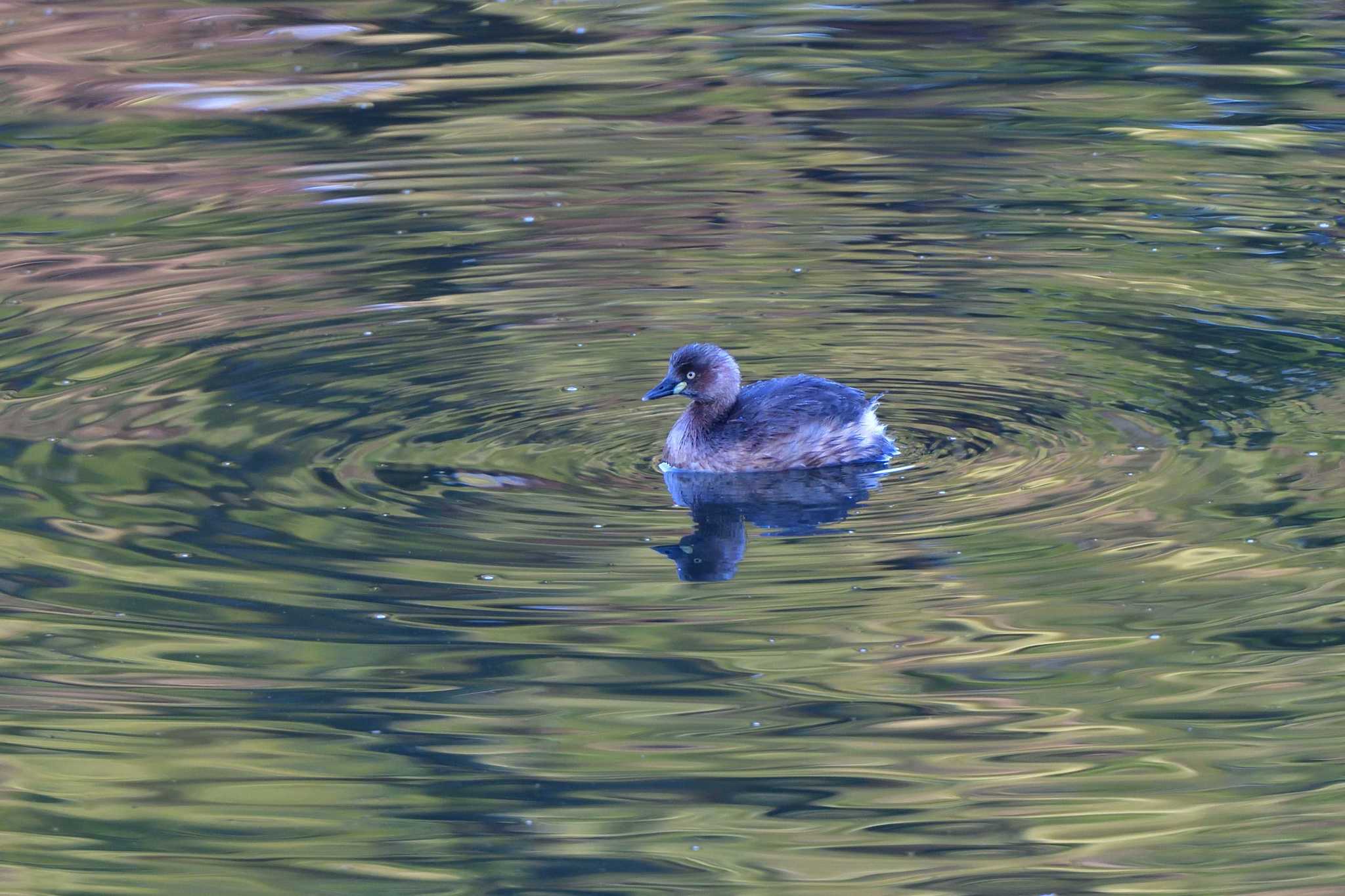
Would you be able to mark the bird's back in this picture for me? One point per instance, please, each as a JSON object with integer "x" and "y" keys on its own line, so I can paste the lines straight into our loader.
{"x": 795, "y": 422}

==

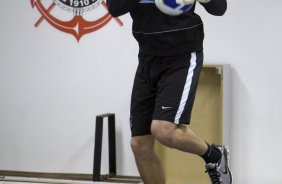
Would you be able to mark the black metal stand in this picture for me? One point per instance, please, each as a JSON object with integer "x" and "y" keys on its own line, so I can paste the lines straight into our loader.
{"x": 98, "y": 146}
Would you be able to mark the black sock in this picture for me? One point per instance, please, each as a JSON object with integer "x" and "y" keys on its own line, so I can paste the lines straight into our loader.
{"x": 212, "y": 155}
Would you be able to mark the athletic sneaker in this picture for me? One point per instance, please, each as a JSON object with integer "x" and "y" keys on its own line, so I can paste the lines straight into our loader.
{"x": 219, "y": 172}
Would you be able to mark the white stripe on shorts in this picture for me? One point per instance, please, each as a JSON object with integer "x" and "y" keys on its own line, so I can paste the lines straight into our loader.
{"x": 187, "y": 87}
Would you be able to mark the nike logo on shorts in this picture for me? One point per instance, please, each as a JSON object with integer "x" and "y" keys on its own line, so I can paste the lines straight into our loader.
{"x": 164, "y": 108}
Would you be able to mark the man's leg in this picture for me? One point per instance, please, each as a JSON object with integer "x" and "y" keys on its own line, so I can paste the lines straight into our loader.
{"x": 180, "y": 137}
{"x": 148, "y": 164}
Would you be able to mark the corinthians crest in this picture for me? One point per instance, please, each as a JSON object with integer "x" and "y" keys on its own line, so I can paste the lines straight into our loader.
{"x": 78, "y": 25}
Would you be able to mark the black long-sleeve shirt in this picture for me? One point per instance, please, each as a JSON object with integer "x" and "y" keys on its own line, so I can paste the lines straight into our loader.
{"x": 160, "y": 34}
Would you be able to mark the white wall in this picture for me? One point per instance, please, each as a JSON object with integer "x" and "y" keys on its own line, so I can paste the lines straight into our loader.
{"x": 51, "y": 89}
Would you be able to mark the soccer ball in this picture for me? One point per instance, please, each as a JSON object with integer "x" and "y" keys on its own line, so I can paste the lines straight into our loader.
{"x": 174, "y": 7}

Direction:
Count the lines in the listing that contain the word "white", and give only that number.

Written answer:
2